Stated problem
Update the data from the line with "Our designer has requested the exact region of the tall" through the end, changing "balcony" to "terrace" and leaving everything else as it is. Return only those lines.

+++ Exercise inputs +++

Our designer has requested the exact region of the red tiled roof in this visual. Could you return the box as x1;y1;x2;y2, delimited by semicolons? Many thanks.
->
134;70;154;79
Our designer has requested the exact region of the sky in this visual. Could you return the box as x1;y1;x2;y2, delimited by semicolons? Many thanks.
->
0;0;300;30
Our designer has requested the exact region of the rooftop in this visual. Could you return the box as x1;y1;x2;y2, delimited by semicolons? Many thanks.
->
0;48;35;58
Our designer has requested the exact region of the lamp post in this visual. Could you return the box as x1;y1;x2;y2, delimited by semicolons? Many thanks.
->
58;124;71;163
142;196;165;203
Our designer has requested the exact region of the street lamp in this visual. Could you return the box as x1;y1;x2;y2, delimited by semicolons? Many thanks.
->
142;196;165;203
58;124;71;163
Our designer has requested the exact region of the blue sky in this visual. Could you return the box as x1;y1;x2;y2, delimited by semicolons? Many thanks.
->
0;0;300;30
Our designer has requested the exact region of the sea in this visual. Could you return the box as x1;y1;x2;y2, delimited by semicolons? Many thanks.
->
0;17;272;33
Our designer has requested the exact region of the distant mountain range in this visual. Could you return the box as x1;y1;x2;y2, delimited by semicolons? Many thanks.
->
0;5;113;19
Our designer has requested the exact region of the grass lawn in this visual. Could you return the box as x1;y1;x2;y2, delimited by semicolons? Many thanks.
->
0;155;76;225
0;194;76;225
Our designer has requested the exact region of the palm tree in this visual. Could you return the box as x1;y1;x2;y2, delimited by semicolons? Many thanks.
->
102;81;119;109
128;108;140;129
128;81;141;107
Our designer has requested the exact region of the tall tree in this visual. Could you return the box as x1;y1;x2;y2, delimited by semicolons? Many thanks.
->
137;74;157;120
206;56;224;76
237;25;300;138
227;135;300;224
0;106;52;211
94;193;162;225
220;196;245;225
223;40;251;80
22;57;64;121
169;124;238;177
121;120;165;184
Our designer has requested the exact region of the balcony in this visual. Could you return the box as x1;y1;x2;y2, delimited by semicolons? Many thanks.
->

+++

Final result
Our designer has requested the exact region of the tall tree in this visual. Could you return the box as x1;y1;x2;y2, delimited by semicolons? Many thanks.
->
137;74;157;120
206;56;224;76
237;25;300;138
227;135;300;224
0;106;52;211
94;193;162;225
220;196;245;225
223;40;251;80
22;57;64;121
169;124;238;177
121;120;165;184
Our designer has requested the exact region of the terrace in this visual. Could you return the box as x1;y1;x2;y2, delimited by semicolons? Many thanks.
->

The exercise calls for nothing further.